● Document text:
------------------------------------------------

Around two decades ago, when international scholars argued and exchanged the nature of the organizational structure of organized crime, which was coined in the 1920s by Frederic Thrasher in his investigation ‘The Gang and Organized Crime’ (Thrasher, 1927: 409-451), they stated that “the problem of delineating organized crime is neither a clearly discernible empirical phenomenon, nor do we find an agreement on what its ‘essence’ or ‘nature’ might be” (von Lampe, 2002, p. 191). A century later, identifying the structure and individual roles in criminal groups continues as the primary theme in studies on organized crime (von Lampe, 2012, p. 182). Regarding organized crime structure in drug trafficking, meanwhile, the majority of scholars assess the relationship between ethnicity and organized crime as an inextricably linked. However, few, if any, identify and evaluate the role of a specific race in illicit drug networks (Bovenkerk et al., 2003; Soudijn & Kleemans, 2009). Some researchers have doubted that when the quantity of multi-ethnic partnerships in drug trading increases, it means that ethnicity and mono-ethnic networks decrease (Pearson & Hobbs, 2001; Ruggiero & Khan, 2006). On the contrary, other scholars have pointed out that depending on organizational structures and traditional cultural characteristics, it is likely to create distinct points relating to the minor ethnicity’s role in drug trafficking entities (Maher & Dixon, 1999). Also, ethnic minority involvement may reflect social exclusion, and it is even a functional tool to assist researchers in perceiving and evaluating the nature of drug trading (Luong, 2014). Moreover, they can create small, medium, and even large scale networks by working through their family ties and the association with fellow-countrymen, who often come from similar villages and communes among provinces and districts. Luong (2014, 2017, 2020a) tested and clarified both family ties and fellow-countrymen as the most prioritized forms of those Vietnamese drug trafficking networks to recruit and operate on the regional and national scale.

------------------------------------------------

● Given material:
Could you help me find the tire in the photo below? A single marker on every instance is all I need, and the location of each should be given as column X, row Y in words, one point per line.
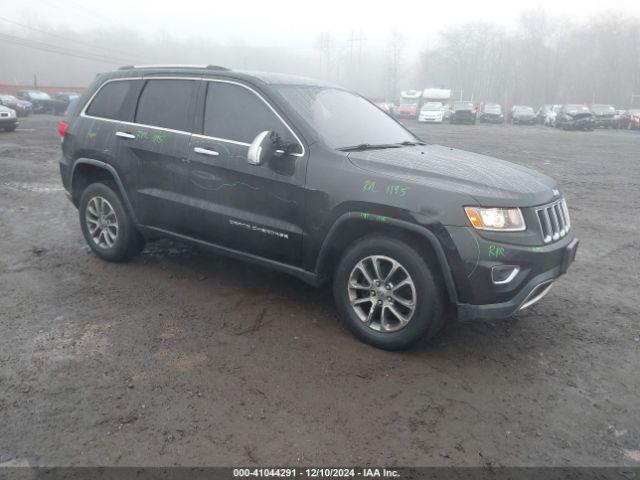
column 117, row 243
column 428, row 314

------------------------------------------------

● The exercise:
Decide whether each statement agrees with the passage on organized crime, answering yes or no and quoting the words from the passage that decide it: (a) identifying the structure and individual roles in criminal groups is still the primary theme in studies on organized crime; (b) many scholars identify and evaluate the role of a specific race in illicit drug networks; (c) Luong found family ties and fellow-countrymen to be the most prioritized forms for Vietnamese drug trafficking networks. The data has no connection to the passage on organized crime.

● Answer to the exercise:
(a) Yes: "identifying the structure and individual roles in criminal groups continues as the primary theme in studies on organized crime"
(b) No: "few, if any, identify and evaluate the role of a specific race in illicit drug networks"
(c) Yes: "tested and clarified both family ties and fellow-countrymen as the most prioritized forms of those Vietnamese drug trafficking networks"